**Given problem**
Put every item below into a two-column CSV with the columns "prompt" and "points", one row per item. Give each item's text and its answer each in a single quoted field, turning line breaks into spaces.

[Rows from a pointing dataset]
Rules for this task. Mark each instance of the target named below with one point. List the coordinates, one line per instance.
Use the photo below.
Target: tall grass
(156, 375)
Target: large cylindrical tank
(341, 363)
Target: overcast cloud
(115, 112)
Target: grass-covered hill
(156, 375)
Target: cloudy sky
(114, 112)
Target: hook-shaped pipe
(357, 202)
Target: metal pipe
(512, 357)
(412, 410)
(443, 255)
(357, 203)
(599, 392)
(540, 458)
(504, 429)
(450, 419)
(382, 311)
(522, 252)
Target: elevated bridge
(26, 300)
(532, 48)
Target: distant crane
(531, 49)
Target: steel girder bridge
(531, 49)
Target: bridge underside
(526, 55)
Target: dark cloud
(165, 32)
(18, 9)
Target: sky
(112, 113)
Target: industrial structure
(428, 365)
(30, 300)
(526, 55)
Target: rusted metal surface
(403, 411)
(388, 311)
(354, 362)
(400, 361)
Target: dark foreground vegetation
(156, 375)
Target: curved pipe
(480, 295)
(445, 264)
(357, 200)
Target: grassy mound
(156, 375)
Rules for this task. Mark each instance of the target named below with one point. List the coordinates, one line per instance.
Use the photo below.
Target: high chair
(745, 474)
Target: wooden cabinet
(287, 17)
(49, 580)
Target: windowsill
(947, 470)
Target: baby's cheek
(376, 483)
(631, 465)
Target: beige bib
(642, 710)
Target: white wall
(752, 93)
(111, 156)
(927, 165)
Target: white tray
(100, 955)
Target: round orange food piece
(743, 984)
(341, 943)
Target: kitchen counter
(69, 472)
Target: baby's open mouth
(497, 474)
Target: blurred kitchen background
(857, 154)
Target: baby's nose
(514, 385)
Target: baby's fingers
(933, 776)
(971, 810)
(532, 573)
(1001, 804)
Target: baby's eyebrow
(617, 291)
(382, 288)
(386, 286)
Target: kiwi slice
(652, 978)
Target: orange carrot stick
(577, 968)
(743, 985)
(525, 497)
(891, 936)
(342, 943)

**Solution**
prompt,points
"Rules for this task. Mark each instance of the target named below with one point. List the coordinates, one line per instance. Use the photo below. Target: tall grass","(156, 375)"
"Target: large cylindrical tank","(341, 363)"
"Target: overcast cloud","(115, 112)"
"Target: grass-covered hill","(156, 375)"
"Target: cloudy sky","(114, 112)"
"Target: hook-shaped pipe","(357, 202)"
"Target: metal pipe","(512, 357) (412, 410) (443, 255) (357, 203) (599, 392) (540, 458) (504, 429) (450, 419) (382, 311) (522, 252)"
"Target: elevated bridge","(26, 300) (532, 48)"
"Target: distant crane","(531, 49)"
"Target: steel girder bridge","(531, 49)"
"Target: bridge underside","(526, 55)"
"Target: dark cloud","(165, 32) (18, 9)"
"Target: sky","(112, 113)"
"Target: industrial structure","(428, 365) (30, 300) (526, 55)"
"Target: rusted metal surface","(403, 411) (388, 311) (354, 362) (400, 361)"
"Target: dark foreground vegetation","(156, 375)"
"Target: curved pipe","(480, 295) (445, 264) (357, 200)"
"Target: grassy mound","(156, 375)"
"Rules for this task. Mark each instance of the target named below with one point. List the coordinates, one line per instance. Use the photo below. Target: high chair","(745, 474)"
"Target: wooden cabinet","(287, 17) (49, 580)"
"Target: windowsill","(947, 470)"
"Target: baby's cheek","(376, 483) (631, 465)"
"Target: beige bib","(642, 710)"
"Target: white wall","(752, 93) (111, 156) (927, 165)"
"Target: white tray","(100, 955)"
"Target: round orange food piece","(743, 984) (341, 943)"
"Target: kitchen counter","(69, 472)"
"Target: baby's open mouth","(497, 474)"
"Target: blurred kitchen background","(857, 154)"
"Target: baby's nose","(514, 385)"
"Target: baby's fingers","(933, 776) (971, 810) (532, 573) (1001, 804)"
"Target: baby's eyebrow","(617, 291) (382, 288) (386, 286)"
"Target: kiwi slice","(652, 978)"
"Target: orange carrot stick","(577, 968) (743, 985) (525, 497) (891, 936) (342, 943)"